**Texte à lire:**
....

En tant que victime d'une discrimination au travail, vous pouvez saisir gratuitement le Défenseur des droits.
Vous avez la possibilité de le contacter par téléphone ou en ligne.
Par téléphone
Vous pouvez contacter le Défenseur des droits au 3928 du lundi au samedi, de 9h30 à 19 heures (hors jours fériés).
La saisine du défenseur des droits peut aboutir à 3 solutions :
- Une médiation : désigné par le Défenseur des droits, le médiateur entend les personnes concernées. La médiation ne peut excéder 3 mois, renouvelable 1 fois
- Une transaction : le Défenseur des droits propose à l'auteur des faits une ou plusieurs sanctions (versement d'une amende, indemnisation de la victime, publication des faits dans la presse, etc.). En cas d'accord, la transaction doit être validée par le procureur de la République
- Une action en justice : si le Défenseur des droits a connaissance de faits de nature à constituer une infraction ou si l'auteur refuse la transaction, le Défenseur des droits doit saisir le procureur de la République.
La loi Sapin II du 9 décembre 2016 a élargi la protection du lanceur d’alerte contre d’éventuelles représailles à son entourage afin de rompre l’isolement des personnes physiques ou morales à but non lucratif (syndicats et associations) qui sont en lien avec le lanceur d’alerte. Sont alors concernés les facilitateurs aidant à effectuer le signalement ou la divulgation, les collègues, les proches, etc.
La liste des représailles interdites est étendue :
- Intimidation ;
- Atteinte à la réputation sur les réseaux sociaux ;
- Orientation abusive vers des soins ;
- Inscription sur une liste noire etc.
Le lanceur d’alerte peut bénéficier d’un soutien financier et de mesures favorisant sa réinsertion.
Vous pouvez demander au juge, en cours de procédure, un soutien financier : la provision pour frais d’instance ou subsides. Ces sommes peuvent être demandées lorsque vous engagez une procédure contre les représailles dont vous faites l’objet ou lorsque vous êtes mis en cause par une personne qui engage contre vous une action civile ou pénale. Il faut cependant que le lanceur d’alerte apporte des éléments permettant de supposer que cette action vise à entraver votre signalement.
De plus, si en raison de votre alerte votre situation économique s’est gravement détériorée, la loi prévoit que les autorités externes désignées par le décret
du 3 octobre 2022, ont la faculté d’assurer au lanceur d’alerte un soutien psychologique et financier temporaire.
En outre, si une alerte a été lancée dans ses activités professionnelles, le lanceur d’alerte peut bénéficier de mesures destinées à favoriser sa réinsertion professionnelle. Cela peut se manifester par un retour rapide dans l’entreprise ou par une reconversion professionnelle. Le Conseil de prud’hommes peut imposer l’abondement du compte personnel de formation du lanceur d’alerte.
Le lanceur d’alerte peut solliciter une action rapide du Conseil de prudhommes pour qu’il se prononce sur son licenciement. Il s’agit d’un référé prud’homal.

....

**Informations affichées:**
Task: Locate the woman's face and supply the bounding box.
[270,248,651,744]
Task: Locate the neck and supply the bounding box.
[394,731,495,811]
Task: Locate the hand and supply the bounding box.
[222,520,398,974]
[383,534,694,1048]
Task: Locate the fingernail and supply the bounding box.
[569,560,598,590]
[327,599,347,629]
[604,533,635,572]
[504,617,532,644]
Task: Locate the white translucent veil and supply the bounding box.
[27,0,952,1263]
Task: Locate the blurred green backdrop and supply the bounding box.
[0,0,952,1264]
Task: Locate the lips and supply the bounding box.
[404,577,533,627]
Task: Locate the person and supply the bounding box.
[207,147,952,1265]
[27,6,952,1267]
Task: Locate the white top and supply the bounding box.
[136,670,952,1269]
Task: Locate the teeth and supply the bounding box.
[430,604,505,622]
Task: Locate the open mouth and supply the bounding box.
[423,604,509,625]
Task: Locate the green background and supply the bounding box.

....

**Travail à faire:**
Poursuivez le texte sur le Défenseur des droits et la protection des lanceurs d'alerte, en partant de sa dernière phrase.

**Réponse:**
La discrimination syndicale.
Enfin, cas particulier d’un salarié bénéficiant du statut du lanceur d’alerte à la suite d’une discrimination syndicale.
Dans cette affaire, le salarié, mis à disposition dans une entreprise, est destinataire d’une sanction pour avoir échangé avec les syndicats de l’entreprise utilisatrice.
Le salarié diffuse alors les propos de son employeur. Il est licencié pour avoir diffusé ces informations.
La Cour de cassation retient que le salarié peut bénéficier de la protection du lanceur d’alerte.
Dans ce cas de figure, le salarié en question, avait relaté des agissements pouvant être constitutif du délit de discrimination syndicale.
La chambre sociale juge donc que son licenciement pour faute grave est entaché de nullité [1].
Dans son rapport annuel, le Défenseur des droits revient sur les avancées notables de l’année 2023 concernant les lanceurs d’alerte.
« Ce rapport annuel rend compte de l’action de l’institution pour rétablir les personnes dans leurs droits, faire progresser les droits et lutter contre la banalisation des atteintes aux droits ».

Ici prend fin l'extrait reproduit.